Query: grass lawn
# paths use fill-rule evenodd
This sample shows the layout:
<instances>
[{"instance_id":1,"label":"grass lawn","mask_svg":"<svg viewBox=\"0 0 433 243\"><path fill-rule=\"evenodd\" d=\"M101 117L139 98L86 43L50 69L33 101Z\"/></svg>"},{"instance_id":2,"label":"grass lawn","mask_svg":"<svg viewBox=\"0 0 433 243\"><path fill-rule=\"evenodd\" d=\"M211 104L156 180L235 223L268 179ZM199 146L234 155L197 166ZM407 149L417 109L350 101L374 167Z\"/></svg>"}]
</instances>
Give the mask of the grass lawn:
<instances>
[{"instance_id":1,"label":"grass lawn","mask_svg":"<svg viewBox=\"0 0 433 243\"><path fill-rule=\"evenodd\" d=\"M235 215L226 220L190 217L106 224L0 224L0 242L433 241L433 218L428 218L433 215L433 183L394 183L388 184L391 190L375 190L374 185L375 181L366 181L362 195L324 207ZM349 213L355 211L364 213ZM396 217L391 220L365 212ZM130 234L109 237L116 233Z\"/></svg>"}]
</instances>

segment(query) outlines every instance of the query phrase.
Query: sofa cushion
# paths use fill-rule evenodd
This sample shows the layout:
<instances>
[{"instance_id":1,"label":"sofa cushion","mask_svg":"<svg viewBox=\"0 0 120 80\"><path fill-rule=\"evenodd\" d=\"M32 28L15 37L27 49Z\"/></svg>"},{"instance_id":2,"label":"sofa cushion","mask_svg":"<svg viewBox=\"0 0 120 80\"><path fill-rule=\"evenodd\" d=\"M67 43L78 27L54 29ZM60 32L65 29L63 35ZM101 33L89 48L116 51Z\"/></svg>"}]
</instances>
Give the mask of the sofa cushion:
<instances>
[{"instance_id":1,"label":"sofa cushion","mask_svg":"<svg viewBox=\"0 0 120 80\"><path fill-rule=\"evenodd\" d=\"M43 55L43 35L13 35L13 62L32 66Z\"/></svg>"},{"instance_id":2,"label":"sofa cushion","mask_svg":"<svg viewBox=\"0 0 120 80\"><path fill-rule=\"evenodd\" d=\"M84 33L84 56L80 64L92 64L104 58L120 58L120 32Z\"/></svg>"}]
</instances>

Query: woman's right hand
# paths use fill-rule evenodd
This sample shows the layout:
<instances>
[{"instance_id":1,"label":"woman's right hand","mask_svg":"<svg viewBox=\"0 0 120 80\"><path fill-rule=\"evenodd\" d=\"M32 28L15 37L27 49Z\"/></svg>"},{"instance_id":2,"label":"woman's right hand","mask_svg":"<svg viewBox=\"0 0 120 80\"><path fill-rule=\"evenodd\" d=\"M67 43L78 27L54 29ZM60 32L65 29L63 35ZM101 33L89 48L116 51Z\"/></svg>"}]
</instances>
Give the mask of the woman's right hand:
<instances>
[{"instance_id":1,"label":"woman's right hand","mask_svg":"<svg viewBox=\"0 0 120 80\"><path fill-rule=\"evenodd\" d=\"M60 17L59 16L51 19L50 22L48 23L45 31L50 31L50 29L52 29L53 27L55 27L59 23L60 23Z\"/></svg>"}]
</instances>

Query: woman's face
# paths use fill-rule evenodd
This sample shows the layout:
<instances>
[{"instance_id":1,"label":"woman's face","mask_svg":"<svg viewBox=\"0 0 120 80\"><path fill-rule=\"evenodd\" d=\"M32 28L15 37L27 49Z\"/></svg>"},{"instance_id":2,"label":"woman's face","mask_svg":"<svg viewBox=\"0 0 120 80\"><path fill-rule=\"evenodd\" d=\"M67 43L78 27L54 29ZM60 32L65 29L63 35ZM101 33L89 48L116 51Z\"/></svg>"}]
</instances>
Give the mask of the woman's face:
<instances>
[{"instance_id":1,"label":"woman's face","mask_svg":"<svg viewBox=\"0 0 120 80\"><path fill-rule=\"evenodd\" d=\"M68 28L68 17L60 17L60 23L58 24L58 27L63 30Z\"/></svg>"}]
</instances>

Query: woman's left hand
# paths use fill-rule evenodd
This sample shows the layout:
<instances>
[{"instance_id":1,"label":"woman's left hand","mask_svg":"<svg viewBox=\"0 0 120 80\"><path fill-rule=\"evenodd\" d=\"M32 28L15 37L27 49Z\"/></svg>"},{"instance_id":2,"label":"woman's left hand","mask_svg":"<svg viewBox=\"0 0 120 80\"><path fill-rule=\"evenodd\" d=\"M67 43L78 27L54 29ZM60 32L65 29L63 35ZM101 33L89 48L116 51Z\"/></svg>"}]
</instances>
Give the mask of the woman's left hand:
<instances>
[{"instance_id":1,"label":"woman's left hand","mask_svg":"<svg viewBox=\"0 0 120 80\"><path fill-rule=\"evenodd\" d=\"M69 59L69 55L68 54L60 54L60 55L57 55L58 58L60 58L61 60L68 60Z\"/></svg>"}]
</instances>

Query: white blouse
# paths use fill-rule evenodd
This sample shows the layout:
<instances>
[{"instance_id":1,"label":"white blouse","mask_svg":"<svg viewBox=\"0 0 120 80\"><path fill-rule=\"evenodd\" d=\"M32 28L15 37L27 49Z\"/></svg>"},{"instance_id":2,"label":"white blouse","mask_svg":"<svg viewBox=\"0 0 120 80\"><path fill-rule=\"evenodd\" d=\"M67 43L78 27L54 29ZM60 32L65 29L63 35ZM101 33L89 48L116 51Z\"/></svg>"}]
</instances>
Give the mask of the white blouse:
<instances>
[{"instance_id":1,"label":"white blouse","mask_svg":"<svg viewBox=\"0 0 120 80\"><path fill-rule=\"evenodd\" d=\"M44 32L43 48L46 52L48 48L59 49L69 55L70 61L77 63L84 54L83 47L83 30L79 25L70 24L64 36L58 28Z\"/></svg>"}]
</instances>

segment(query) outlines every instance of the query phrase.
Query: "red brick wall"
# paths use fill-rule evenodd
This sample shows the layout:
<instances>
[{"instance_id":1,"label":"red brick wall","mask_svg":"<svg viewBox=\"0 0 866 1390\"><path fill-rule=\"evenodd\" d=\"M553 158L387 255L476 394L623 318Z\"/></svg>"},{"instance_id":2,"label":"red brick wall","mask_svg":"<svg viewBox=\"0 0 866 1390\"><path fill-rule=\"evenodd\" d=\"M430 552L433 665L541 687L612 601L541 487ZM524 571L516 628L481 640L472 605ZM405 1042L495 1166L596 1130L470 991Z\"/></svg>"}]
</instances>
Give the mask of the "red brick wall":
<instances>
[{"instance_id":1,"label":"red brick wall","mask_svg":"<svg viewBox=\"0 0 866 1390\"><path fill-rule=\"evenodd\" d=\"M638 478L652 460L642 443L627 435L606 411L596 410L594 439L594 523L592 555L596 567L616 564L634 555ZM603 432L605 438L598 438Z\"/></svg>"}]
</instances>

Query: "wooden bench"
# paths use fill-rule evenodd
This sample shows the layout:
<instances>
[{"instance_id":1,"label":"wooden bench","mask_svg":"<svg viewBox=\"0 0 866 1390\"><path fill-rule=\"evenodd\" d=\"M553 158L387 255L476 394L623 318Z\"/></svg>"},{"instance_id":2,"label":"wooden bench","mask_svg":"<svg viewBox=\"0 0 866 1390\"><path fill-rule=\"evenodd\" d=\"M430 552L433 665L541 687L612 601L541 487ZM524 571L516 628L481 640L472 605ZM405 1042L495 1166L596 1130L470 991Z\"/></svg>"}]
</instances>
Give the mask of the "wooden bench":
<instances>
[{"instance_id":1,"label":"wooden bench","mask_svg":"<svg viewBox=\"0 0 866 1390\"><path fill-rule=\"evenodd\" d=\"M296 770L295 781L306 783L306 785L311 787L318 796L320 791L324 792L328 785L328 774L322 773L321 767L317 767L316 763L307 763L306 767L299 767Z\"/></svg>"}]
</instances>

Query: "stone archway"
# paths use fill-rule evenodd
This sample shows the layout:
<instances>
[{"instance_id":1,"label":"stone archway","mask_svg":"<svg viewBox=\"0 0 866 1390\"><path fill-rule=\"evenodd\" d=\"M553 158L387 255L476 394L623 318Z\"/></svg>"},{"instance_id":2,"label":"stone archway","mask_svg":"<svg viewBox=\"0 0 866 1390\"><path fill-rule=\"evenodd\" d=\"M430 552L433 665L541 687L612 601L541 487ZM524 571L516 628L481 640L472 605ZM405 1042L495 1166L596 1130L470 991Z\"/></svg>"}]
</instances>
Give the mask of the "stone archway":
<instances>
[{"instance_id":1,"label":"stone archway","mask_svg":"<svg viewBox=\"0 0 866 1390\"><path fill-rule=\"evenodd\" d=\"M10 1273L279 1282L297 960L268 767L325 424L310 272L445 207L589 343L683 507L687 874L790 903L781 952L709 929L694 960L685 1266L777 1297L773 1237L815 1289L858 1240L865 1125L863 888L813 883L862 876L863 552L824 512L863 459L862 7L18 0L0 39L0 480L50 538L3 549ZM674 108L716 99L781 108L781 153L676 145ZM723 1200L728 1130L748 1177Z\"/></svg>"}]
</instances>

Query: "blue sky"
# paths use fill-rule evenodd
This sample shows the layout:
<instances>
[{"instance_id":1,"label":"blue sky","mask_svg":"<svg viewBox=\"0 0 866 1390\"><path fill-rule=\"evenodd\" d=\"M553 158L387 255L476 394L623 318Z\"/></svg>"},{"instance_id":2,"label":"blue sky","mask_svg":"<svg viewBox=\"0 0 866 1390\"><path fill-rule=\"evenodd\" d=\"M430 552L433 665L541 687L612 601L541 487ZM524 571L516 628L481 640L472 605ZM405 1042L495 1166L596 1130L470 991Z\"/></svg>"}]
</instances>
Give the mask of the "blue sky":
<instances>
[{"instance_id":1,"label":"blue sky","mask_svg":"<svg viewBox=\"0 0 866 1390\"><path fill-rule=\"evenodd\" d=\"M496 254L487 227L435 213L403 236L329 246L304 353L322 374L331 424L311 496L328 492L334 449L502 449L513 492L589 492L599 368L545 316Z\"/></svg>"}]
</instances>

- Written instruction:
Identify each line in the records above that contains the word "grass" and copy every such line in full.

- Answer for this exercise:
Query: grass lawn
[{"instance_id":1,"label":"grass lawn","mask_svg":"<svg viewBox=\"0 0 433 243\"><path fill-rule=\"evenodd\" d=\"M101 117L139 98L86 43L50 69L33 101Z\"/></svg>"},{"instance_id":2,"label":"grass lawn","mask_svg":"<svg viewBox=\"0 0 433 243\"><path fill-rule=\"evenodd\" d=\"M211 104L156 180L235 223L268 179ZM199 146L234 155L197 166ZM407 149L417 109L350 101L374 167Z\"/></svg>"}]
Give the mask of the grass lawn:
[{"instance_id":1,"label":"grass lawn","mask_svg":"<svg viewBox=\"0 0 433 243\"><path fill-rule=\"evenodd\" d=\"M235 215L226 220L190 217L106 224L0 224L0 242L433 241L433 218L428 218L433 215L433 183L394 183L388 184L391 190L375 190L374 185L375 181L366 181L362 195L324 207ZM349 213L355 211L364 213ZM396 217L391 220L365 212ZM130 234L109 237L116 233Z\"/></svg>"}]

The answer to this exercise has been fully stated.